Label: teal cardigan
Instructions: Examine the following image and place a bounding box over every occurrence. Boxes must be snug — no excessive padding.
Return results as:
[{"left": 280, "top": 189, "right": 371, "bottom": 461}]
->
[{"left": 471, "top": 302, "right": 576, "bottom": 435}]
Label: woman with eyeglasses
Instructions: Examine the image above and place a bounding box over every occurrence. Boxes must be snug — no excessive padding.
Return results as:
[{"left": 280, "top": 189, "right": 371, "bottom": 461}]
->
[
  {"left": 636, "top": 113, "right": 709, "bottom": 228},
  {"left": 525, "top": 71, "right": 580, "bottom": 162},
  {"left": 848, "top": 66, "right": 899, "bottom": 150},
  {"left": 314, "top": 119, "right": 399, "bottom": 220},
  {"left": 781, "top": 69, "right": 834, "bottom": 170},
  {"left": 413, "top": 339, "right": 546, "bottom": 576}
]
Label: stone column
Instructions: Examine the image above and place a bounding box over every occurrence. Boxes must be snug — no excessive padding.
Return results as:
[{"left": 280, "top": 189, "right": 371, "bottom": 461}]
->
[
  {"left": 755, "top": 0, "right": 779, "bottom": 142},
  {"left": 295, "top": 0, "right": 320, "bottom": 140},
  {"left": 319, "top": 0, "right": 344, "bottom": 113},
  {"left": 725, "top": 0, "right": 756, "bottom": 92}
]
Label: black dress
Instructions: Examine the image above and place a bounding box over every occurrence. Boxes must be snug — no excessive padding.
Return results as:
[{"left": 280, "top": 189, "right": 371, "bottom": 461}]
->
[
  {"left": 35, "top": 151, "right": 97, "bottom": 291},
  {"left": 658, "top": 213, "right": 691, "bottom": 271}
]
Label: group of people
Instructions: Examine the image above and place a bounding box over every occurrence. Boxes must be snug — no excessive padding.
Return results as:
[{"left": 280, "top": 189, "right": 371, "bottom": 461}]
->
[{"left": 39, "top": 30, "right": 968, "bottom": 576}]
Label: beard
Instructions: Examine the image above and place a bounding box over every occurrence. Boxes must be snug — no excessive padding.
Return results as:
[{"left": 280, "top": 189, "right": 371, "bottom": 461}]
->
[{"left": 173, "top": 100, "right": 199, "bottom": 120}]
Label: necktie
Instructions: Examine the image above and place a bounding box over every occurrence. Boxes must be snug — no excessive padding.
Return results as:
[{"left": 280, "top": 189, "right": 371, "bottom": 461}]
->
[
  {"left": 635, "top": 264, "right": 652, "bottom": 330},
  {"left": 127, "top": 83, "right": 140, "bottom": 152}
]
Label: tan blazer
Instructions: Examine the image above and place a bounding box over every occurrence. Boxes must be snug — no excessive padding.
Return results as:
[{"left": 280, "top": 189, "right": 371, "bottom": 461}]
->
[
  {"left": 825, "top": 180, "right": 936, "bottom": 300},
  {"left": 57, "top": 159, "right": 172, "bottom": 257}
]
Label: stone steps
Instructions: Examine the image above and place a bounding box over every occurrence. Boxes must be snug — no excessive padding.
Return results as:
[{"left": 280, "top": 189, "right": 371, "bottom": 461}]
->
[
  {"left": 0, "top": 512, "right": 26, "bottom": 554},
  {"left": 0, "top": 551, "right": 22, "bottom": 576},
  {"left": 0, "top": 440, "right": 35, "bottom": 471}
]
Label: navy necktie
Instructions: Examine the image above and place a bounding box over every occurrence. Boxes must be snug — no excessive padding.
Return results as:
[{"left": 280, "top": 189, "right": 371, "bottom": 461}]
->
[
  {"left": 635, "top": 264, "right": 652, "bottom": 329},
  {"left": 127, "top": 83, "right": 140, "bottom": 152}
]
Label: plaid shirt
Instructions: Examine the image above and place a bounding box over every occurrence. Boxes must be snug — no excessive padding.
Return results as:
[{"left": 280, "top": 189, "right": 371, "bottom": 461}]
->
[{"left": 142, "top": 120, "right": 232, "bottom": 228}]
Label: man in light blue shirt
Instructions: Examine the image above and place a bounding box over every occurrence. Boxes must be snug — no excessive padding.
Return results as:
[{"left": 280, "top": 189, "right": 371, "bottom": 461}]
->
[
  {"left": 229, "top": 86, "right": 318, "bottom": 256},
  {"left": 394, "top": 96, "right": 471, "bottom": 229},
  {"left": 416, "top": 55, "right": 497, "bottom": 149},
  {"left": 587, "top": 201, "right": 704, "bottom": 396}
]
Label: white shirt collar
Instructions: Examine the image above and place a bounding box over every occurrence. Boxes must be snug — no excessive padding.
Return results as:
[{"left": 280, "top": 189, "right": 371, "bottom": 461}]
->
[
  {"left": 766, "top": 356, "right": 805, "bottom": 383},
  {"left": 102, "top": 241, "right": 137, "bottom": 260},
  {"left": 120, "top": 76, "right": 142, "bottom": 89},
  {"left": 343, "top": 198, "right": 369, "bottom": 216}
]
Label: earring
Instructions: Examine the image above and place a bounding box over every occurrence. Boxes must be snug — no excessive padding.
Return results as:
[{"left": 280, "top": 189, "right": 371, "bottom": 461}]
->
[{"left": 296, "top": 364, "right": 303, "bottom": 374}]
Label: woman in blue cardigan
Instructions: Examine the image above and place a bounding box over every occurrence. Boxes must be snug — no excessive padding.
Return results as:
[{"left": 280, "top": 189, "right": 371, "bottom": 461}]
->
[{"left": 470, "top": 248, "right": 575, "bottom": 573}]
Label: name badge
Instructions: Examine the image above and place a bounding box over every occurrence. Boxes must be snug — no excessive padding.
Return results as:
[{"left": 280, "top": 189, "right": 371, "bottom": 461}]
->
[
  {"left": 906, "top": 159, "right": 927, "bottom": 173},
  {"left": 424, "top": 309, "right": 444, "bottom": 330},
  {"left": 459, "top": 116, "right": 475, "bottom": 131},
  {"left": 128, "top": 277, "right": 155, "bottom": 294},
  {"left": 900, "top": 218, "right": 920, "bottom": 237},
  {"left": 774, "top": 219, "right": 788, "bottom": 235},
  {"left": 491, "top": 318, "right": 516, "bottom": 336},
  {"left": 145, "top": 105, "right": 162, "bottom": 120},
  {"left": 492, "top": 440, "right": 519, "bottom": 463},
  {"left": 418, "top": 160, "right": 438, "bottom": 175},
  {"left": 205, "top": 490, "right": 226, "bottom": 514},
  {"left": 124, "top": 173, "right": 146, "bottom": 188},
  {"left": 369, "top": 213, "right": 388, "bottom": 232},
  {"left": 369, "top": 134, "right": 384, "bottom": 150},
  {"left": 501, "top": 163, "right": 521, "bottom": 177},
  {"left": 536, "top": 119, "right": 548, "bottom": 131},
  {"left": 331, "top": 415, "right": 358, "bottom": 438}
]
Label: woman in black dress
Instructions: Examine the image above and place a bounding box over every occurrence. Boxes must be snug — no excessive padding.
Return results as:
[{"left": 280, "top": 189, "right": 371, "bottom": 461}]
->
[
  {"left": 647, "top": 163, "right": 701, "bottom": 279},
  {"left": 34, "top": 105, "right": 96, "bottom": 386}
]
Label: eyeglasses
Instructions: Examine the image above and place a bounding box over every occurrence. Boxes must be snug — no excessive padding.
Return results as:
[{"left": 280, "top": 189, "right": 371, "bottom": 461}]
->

Exercise details =
Give the data again in full, keeping every line as it was.

Task result =
Label: teal cardigan
Instructions: Examine the following image and place a bounding box over every occurrence. Boxes must be snug — no excessive padding.
Return results as:
[{"left": 280, "top": 189, "right": 371, "bottom": 461}]
->
[{"left": 471, "top": 302, "right": 576, "bottom": 435}]
Label: woman with eyeglasses
Instructions: Examine the image above and place a bounding box over every occurrence. Boxes must be snug — no excessive padding.
Return results as:
[{"left": 280, "top": 189, "right": 371, "bottom": 461}]
->
[
  {"left": 636, "top": 113, "right": 709, "bottom": 228},
  {"left": 525, "top": 71, "right": 580, "bottom": 162},
  {"left": 848, "top": 66, "right": 899, "bottom": 150},
  {"left": 314, "top": 119, "right": 399, "bottom": 220},
  {"left": 781, "top": 69, "right": 834, "bottom": 170},
  {"left": 413, "top": 339, "right": 546, "bottom": 576}
]
Label: stone column
Instructions: Examine the image above and place a bounding box over every occurrence. Boxes must be snug — no excessive padding.
Return results as:
[{"left": 280, "top": 189, "right": 371, "bottom": 461}]
->
[
  {"left": 755, "top": 0, "right": 779, "bottom": 142},
  {"left": 295, "top": 0, "right": 320, "bottom": 140},
  {"left": 319, "top": 0, "right": 344, "bottom": 113},
  {"left": 725, "top": 0, "right": 756, "bottom": 92}
]
Label: black dress
Instructions: Examine the image above and place a bounding box over every occurrence. Boxes must be snug — no excessive padding.
Return results as:
[{"left": 280, "top": 189, "right": 371, "bottom": 461}]
->
[
  {"left": 35, "top": 151, "right": 97, "bottom": 291},
  {"left": 658, "top": 213, "right": 691, "bottom": 271}
]
Label: group of people
Instructions: Examine the image above and place a bounding box over every occurrence. Boxes must be snug — no excessive padding.
Return results as:
[{"left": 280, "top": 189, "right": 371, "bottom": 461}]
->
[{"left": 39, "top": 30, "right": 968, "bottom": 576}]
Label: beard
Instructions: Examine the image above and place a bounding box over every occurrence. Boxes must be snug — no excessive padding.
Return results as:
[{"left": 280, "top": 189, "right": 371, "bottom": 461}]
->
[{"left": 173, "top": 100, "right": 199, "bottom": 120}]
Label: necktie
Instructions: Examine the image above and place a bounding box over every occurrence. Boxes must be snug — no excessive padding.
Return results as:
[{"left": 280, "top": 189, "right": 371, "bottom": 461}]
->
[
  {"left": 635, "top": 264, "right": 652, "bottom": 330},
  {"left": 127, "top": 83, "right": 140, "bottom": 152}
]
Label: tan blazer
Instructions: Examine the image above and place a bounding box over every occurrence. Boxes must be snug — no excessive padding.
Return results as:
[{"left": 280, "top": 189, "right": 371, "bottom": 461}]
->
[
  {"left": 825, "top": 180, "right": 936, "bottom": 300},
  {"left": 57, "top": 159, "right": 172, "bottom": 257}
]
Label: stone steps
Instructions: Examine the image above and place a bounding box over every occurrence. Boxes must be snug — no excessive padding.
Return results as:
[{"left": 280, "top": 189, "right": 371, "bottom": 461}]
->
[
  {"left": 0, "top": 512, "right": 26, "bottom": 554},
  {"left": 0, "top": 551, "right": 22, "bottom": 576},
  {"left": 0, "top": 440, "right": 35, "bottom": 471}
]
Label: navy necktie
Instructions: Examine the image above and place a bounding box over every occurrence. Boxes must be snug — no excessive padding.
Return results as:
[{"left": 280, "top": 189, "right": 371, "bottom": 461}]
->
[
  {"left": 635, "top": 264, "right": 652, "bottom": 329},
  {"left": 127, "top": 83, "right": 140, "bottom": 152}
]
Label: plaid shirt
Instructions: Examine the image above and place a bounding box over every occurrence. Boxes must be snug — no excessive padding.
Return results as:
[{"left": 280, "top": 189, "right": 371, "bottom": 461}]
->
[{"left": 142, "top": 120, "right": 232, "bottom": 228}]
Label: man in light blue shirt
Instructions: Examine the image above and place a bounding box over every occurrence. Boxes must be snug — no excessive padding.
Return results as:
[{"left": 280, "top": 189, "right": 371, "bottom": 461}]
->
[
  {"left": 229, "top": 86, "right": 318, "bottom": 256},
  {"left": 394, "top": 96, "right": 471, "bottom": 229},
  {"left": 416, "top": 55, "right": 497, "bottom": 149},
  {"left": 587, "top": 201, "right": 704, "bottom": 396}
]
Label: white shirt collar
Instructions: Examine the image above and place a bounding box over every occurrence. Boxes must be snug — no excessive padding.
Return results as:
[{"left": 280, "top": 189, "right": 371, "bottom": 461}]
->
[
  {"left": 766, "top": 356, "right": 805, "bottom": 383},
  {"left": 102, "top": 241, "right": 137, "bottom": 260},
  {"left": 120, "top": 76, "right": 142, "bottom": 89},
  {"left": 343, "top": 198, "right": 369, "bottom": 216}
]
Label: earring
Instructions: Examine the image above and place a bounding box over every occurrence. Boxes must be snug — no excessive padding.
Return results as:
[{"left": 280, "top": 189, "right": 371, "bottom": 461}]
->
[{"left": 296, "top": 364, "right": 303, "bottom": 374}]
Label: woman in blue cardigan
Instructions: Examine the image above and place a bounding box over every occurrence. Boxes must be snug — no excessive padding.
Return results as:
[{"left": 280, "top": 189, "right": 371, "bottom": 461}]
->
[{"left": 470, "top": 248, "right": 575, "bottom": 573}]
Label: name badge
Instructions: Examine the image above and place a bounding box over every occurrence. Boxes must be snug — no excessive padding.
Return results as:
[{"left": 280, "top": 189, "right": 371, "bottom": 461}]
->
[
  {"left": 906, "top": 159, "right": 927, "bottom": 173},
  {"left": 424, "top": 309, "right": 444, "bottom": 330},
  {"left": 459, "top": 116, "right": 475, "bottom": 131},
  {"left": 128, "top": 277, "right": 155, "bottom": 294},
  {"left": 900, "top": 218, "right": 920, "bottom": 237},
  {"left": 774, "top": 219, "right": 788, "bottom": 235},
  {"left": 491, "top": 318, "right": 516, "bottom": 336},
  {"left": 145, "top": 105, "right": 162, "bottom": 120},
  {"left": 492, "top": 440, "right": 519, "bottom": 463},
  {"left": 418, "top": 160, "right": 438, "bottom": 175},
  {"left": 205, "top": 490, "right": 226, "bottom": 514},
  {"left": 124, "top": 173, "right": 146, "bottom": 188},
  {"left": 369, "top": 213, "right": 388, "bottom": 232},
  {"left": 369, "top": 134, "right": 384, "bottom": 150},
  {"left": 501, "top": 163, "right": 521, "bottom": 177},
  {"left": 536, "top": 119, "right": 548, "bottom": 131},
  {"left": 331, "top": 415, "right": 358, "bottom": 438}
]
Label: woman in black dress
Instructions: Examine the image above and place a bounding box over every occurrence. Boxes must be snug — no excessive padding.
Return results as:
[{"left": 280, "top": 189, "right": 371, "bottom": 461}]
->
[
  {"left": 647, "top": 163, "right": 701, "bottom": 279},
  {"left": 34, "top": 105, "right": 96, "bottom": 386}
]
Label: eyeglasses
Instructions: Examine the image above and place a bounding box over every occurrence. Boxes must be snug — no excessive padding.
Return results as:
[{"left": 280, "top": 189, "right": 371, "bottom": 461}]
->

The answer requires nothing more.